• _Page_
========================================

- Conference: Independent
- Record: 2–9
- Head coach: Frank Cignetti Sr. (3rd season);
- Home stadium: Mountaineer Field

= 1978 West Virginia Mountaineers football team =

American college football season

The 1978 West Virginia Mountaineers football team represented West Virginia University in the 1978 NCAA Division I-A football season. It was the Mountaineers' 86th overall season and they competed as an NCAA Division I-A independent. The team was led by head coach Frank Cignetti Sr., in his third year, and played their home games at Mountaineer Field in Morgantown, West Virginia. They finished the season with a record 2–9.

Cignetti, the father of current Indiana coach Curt Cignetti, hired West Virginia native and future seven-time national championship coach Nick Saban to tutor the Mountaineers' defensive backs.

========================================

• _Source excerpt_

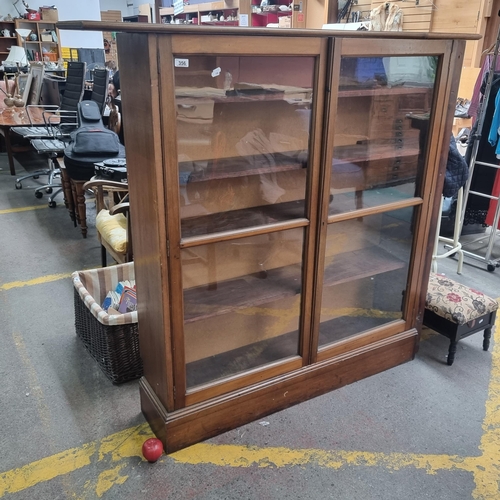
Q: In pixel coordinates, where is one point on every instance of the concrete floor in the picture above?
(422, 430)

========================================

• _Problems and tasks_
• a. Answer these questions about the 1978 West Virginia football text:
(i) In what stadium did the team play its home games?
(ii) Which overall season for the Mountaineers was 1978?
(iii) Who was hired to tutor the Mountaineers' defensive backs?
• b. From the 1978 West Virginia football text, reproduce everything from "American college football" down to "Mountaineers' defensive backs.".
None of the data is needed here.

• _Solutions to the tasks_
• a.
(i) Mountaineer Field
(ii) The 86th
(iii) Nick Saban

• b.
American college football season

The 1978 West Virginia Mountaineers football team represented West Virginia University in the 1978 NCAA Division I-A football season. It was the Mountaineers' 86th overall season and they competed as an NCAA Division I-A independent. The team was led by head coach Frank Cignetti Sr., in his third year, and played their home games at Mountaineer Field in Morgantown, West Virginia. They finished the season with a record 2–9.

Cignetti, the father of current Indiana coach Curt Cignetti, hired West Virginia native and future seven-time national championship coach Nick Saban to tutor the Mountaineers' defensive backs.